WORK REQUEST 1:
Render this sentence from the thesis and poster summaries into Spanish: "Genetic models are a visual illustration often used in the biological sciences literature, used to demonstrate how a discovery fits into what is already known about a biological system."
WORK REQUEST 2:
Copy out the thesis and poster summaries from "We propose a computer" to "University of Toronto.".

DOCUMENT SEGMENT:
——————————
Dissertations

Parsing Genetic Models

M.Sc thesis, Visual Computing Lab, supervised by Dr. Faisal Qureshi. Successfully defended January 6, 2022 at the University of Ontario Institute of Technology.

Applications of computer vision have seen great success recently, yet there are few approaches dealing with visual illustrations. We propose a collection of computer vision applications for parsing genetic models. Genetic models are a visual illustration often used in the biological sciences literature, used to demonstrate how a discovery fits into what is already known about a biological system. A system that determines the interactions present in a genetic model can be valuable to researchers studying such interactions. The proposed system contains three parts. First, a triplet network decides whether or not a figure is a genetic model. Second, the object detection network YOLOv5 is trained to locate regions of interest within genetic models using various deep learning training techniques. Lastly, we propose an algorithm that infers the relationships between the pairs of genes or textual features present in the genetic model.

Read it in the Ontario Tech library

Published Posters

Understanding Gene Model Maps

Visual Computing Lab, supervised by Dr. Faisal Qureshi. Ontario Workshop on Computer Vision, April 21, 2021.

We propose a computer vision system for parsing gene model maps: visual illustrations, often used in the biological sciences literature, that demonstrate how a discovery fits into what is already known about a biological system. Our work comprises three parts. First, we train a triplet network to decide whether or not a figure is a gene model map, with Google Cloud Vision OCR extracting the text of the genes that occur within it. Next, we repurpose the architecture of YOLOv5, trained on our synthetic dataset of biological diagrams, to find locations of genes and relationships. Lastly, we propose a deep network that infers the relationships between the gene pairs present in the model. Components of this system power the search functionality of the Bio-Analytic Resource for Plant Biology tool at the University of Toronto.

Poster PDF

Exploring LSTMs on Video Analysis

Visual Computing Lab, supervised by Dr. Faisal Qureshi. Ontario Tech University Undergraduate Honours Thesis Showcase, April 10, 2019.

Video has rapidly become one of the most common and largest sources of visual information, and raw videos often require significant editing before they are best suited for viewing. State-of-the-art video summarization methods already generate high-quality summaries from raw video, so this honours thesis focuses on discovering new methods for video segmentation. I present experiments using long short-term memory (LSTM) cells to detect boundaries in a video and rate the interestingness of the final frame, given a sequence of frames. Using the TVSum50 dataset, I conclude that an LSTM-based model can learn temporal dependencies within a sequence of frames to successfully detect boundaries and rate the interestingness of a frame.
——————————
Stored entries:

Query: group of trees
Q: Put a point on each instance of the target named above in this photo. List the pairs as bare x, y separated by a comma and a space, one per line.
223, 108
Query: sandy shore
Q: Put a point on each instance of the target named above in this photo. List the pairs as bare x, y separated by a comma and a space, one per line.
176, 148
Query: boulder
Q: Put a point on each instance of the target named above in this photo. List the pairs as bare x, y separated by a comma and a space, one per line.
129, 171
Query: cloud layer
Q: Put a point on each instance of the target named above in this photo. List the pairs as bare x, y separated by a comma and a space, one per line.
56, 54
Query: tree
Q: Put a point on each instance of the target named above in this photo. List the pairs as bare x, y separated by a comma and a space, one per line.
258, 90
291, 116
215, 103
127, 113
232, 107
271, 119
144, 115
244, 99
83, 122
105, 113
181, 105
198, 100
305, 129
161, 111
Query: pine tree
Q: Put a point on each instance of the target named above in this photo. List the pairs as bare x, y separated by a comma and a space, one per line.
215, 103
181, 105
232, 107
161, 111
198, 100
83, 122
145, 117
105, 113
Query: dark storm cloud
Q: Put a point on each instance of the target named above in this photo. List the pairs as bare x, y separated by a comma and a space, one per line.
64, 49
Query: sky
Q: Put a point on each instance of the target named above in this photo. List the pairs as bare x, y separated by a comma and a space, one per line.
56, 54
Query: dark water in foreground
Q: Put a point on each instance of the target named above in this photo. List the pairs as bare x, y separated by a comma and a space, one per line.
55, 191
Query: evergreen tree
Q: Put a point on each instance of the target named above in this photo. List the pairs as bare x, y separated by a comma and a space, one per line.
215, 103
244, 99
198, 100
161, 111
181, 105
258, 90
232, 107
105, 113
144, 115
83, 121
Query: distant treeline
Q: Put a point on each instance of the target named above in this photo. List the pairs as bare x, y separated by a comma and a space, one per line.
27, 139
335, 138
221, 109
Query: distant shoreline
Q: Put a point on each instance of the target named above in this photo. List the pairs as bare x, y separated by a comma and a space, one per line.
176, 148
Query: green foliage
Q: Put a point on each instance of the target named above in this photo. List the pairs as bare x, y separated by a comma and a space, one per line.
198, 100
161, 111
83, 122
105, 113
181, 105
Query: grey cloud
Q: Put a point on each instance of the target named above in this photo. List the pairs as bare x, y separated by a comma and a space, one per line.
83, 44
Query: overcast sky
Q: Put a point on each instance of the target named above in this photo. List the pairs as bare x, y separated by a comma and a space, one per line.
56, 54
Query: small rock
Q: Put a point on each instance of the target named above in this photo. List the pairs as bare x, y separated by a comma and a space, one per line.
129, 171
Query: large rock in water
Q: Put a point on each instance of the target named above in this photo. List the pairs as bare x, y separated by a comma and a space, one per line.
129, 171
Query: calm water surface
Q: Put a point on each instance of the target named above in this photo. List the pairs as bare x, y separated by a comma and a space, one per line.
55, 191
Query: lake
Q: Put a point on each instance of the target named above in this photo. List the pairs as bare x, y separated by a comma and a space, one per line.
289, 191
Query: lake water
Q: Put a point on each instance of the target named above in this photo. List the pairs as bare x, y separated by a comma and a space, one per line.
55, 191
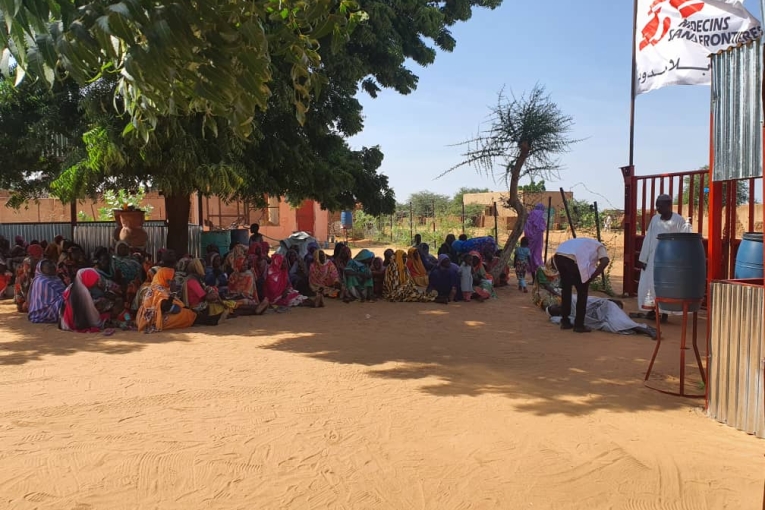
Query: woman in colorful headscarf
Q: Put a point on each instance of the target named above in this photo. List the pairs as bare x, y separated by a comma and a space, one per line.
203, 300
416, 268
237, 251
399, 286
536, 226
24, 274
358, 277
159, 310
323, 277
242, 289
481, 278
428, 260
74, 261
46, 295
81, 312
298, 272
278, 290
378, 277
546, 291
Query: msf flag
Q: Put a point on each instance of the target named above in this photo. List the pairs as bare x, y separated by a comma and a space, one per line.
674, 39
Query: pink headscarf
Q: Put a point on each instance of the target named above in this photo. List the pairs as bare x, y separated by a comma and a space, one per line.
277, 279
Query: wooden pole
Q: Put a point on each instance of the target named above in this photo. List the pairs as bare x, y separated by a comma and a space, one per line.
547, 227
633, 88
568, 213
496, 225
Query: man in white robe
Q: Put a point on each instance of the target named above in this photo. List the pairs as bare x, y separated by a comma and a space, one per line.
664, 222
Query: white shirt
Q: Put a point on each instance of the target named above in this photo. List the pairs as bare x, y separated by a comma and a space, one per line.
585, 252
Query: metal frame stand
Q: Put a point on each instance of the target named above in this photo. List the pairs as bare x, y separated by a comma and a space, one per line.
686, 303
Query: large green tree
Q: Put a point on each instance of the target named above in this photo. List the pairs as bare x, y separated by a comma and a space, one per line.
177, 57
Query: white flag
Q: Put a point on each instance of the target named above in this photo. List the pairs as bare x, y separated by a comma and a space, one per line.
674, 39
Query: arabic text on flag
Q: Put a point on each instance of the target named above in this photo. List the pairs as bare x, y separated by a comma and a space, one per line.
674, 39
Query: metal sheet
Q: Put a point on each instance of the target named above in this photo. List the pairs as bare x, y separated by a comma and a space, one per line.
737, 347
35, 231
737, 112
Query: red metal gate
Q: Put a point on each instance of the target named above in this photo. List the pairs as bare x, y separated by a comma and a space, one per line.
692, 196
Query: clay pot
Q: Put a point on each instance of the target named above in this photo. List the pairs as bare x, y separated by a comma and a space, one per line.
132, 231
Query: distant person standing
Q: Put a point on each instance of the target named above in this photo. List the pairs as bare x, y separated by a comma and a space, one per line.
578, 261
664, 222
255, 235
536, 226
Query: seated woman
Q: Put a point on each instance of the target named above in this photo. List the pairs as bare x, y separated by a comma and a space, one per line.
74, 259
104, 264
323, 277
358, 277
546, 291
130, 270
444, 280
279, 291
399, 286
481, 278
417, 268
85, 310
428, 260
46, 295
159, 310
25, 272
214, 274
378, 277
203, 300
298, 272
242, 290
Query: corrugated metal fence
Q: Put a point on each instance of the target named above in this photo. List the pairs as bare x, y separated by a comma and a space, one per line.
91, 235
737, 112
736, 350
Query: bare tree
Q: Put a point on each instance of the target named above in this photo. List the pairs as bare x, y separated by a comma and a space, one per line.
524, 137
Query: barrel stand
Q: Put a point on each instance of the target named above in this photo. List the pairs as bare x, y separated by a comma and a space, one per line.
686, 303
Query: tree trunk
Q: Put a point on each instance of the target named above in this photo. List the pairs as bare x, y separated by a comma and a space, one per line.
520, 210
178, 208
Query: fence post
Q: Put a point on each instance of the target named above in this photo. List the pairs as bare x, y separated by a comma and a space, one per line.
411, 223
496, 226
630, 229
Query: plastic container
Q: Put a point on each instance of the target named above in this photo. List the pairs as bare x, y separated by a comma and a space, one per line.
749, 257
680, 270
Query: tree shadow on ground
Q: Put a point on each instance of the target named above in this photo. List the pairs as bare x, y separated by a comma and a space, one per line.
22, 342
504, 347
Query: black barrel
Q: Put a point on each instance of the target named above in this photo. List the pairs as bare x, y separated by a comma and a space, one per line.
680, 270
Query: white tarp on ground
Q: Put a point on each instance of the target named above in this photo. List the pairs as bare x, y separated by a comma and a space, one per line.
605, 315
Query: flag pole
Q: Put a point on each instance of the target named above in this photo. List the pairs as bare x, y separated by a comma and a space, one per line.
633, 87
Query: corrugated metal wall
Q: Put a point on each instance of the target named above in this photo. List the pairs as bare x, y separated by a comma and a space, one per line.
91, 235
737, 112
35, 231
736, 350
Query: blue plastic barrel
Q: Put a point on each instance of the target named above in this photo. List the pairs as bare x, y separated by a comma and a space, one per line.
240, 236
346, 219
680, 270
220, 238
749, 257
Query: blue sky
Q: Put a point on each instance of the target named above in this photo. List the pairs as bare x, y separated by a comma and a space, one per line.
581, 52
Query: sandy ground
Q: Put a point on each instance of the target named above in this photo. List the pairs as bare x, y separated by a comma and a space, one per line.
391, 406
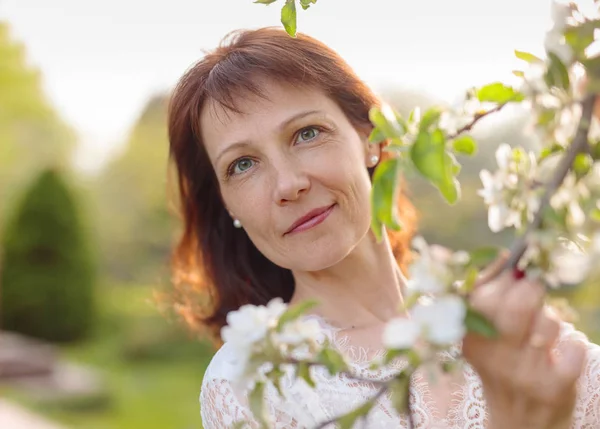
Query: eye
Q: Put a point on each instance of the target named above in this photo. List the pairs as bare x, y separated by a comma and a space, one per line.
307, 134
240, 165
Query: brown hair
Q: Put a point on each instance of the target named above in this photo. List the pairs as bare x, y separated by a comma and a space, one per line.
216, 268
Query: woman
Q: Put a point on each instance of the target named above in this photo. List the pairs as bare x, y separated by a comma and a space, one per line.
269, 135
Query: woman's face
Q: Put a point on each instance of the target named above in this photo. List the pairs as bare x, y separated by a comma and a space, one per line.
293, 170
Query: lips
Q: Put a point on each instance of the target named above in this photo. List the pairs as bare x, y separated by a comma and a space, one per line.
310, 219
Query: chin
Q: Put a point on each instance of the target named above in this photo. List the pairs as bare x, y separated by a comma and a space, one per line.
321, 253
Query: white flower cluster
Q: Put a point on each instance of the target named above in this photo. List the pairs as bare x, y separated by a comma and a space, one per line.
510, 193
251, 331
440, 321
438, 317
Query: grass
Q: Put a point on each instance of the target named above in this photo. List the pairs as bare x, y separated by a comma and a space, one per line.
153, 370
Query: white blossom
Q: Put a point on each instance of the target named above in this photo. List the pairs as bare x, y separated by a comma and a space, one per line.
246, 326
555, 43
568, 196
509, 192
568, 121
452, 121
569, 267
595, 246
442, 320
427, 274
400, 333
560, 14
533, 79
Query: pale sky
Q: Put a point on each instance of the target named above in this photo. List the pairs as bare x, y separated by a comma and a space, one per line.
102, 60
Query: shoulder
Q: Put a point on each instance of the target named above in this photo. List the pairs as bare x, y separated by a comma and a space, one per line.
224, 365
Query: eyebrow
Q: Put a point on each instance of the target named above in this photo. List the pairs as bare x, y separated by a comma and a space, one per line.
282, 126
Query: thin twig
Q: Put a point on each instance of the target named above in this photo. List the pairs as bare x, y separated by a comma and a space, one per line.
579, 144
476, 119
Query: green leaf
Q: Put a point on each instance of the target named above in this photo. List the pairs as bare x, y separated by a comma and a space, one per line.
453, 167
465, 144
390, 355
526, 56
288, 17
333, 361
257, 404
294, 312
390, 129
384, 197
306, 3
347, 421
376, 136
550, 150
450, 365
415, 115
483, 256
275, 376
582, 164
450, 190
478, 323
304, 373
581, 36
430, 117
399, 393
498, 93
557, 74
592, 66
427, 154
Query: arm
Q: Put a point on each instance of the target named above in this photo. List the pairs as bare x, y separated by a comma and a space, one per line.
587, 408
222, 406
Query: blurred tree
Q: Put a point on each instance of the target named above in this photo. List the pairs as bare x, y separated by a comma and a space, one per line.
32, 136
134, 225
48, 275
464, 226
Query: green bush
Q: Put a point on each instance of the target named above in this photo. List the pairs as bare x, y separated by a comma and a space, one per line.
47, 275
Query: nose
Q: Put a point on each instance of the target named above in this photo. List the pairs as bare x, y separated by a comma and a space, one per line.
291, 181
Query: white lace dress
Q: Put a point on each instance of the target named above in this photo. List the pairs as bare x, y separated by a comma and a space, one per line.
305, 407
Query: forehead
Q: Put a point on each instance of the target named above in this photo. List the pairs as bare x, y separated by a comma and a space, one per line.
259, 114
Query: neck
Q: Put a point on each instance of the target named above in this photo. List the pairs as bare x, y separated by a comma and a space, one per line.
362, 290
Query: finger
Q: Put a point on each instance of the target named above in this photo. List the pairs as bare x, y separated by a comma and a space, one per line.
570, 361
487, 297
560, 385
544, 332
520, 307
535, 361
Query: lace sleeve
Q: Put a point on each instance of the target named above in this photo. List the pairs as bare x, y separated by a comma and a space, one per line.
222, 406
587, 410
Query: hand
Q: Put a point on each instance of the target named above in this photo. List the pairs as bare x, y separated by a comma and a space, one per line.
526, 384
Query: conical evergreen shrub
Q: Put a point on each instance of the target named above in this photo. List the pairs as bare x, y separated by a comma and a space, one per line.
47, 272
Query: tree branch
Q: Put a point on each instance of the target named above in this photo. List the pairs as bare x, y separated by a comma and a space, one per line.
476, 119
579, 145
——————————
EXERCISE OUTPUT 1:
Los modelos genéticos son una ilustración visual que se usa con frecuencia en la literatura de las ciencias biológicas para demostrar cómo encaja un descubrimiento en lo que ya se sabe sobre un sistema biológico.

EXERCISE OUTPUT 2:
We propose a computer vision system for parsing gene model maps: visual illustrations, often used in the biological sciences literature, that demonstrate how a discovery fits into what is already known about a biological system. Our work comprises three parts. First, we train a triplet network to decide whether or not a figure is a gene model map, with Google Cloud Vision OCR extracting the text of the genes that occur within it. Next, we repurpose the architecture of YOLOv5, trained on our synthetic dataset of biological diagrams, to find locations of genes and relationships. Lastly, we propose a deep network that infers the relationships between the gene pairs present in the model. Components of this system power the search functionality of the Bio-Analytic Resource for Plant Biology tool at the University of Toronto.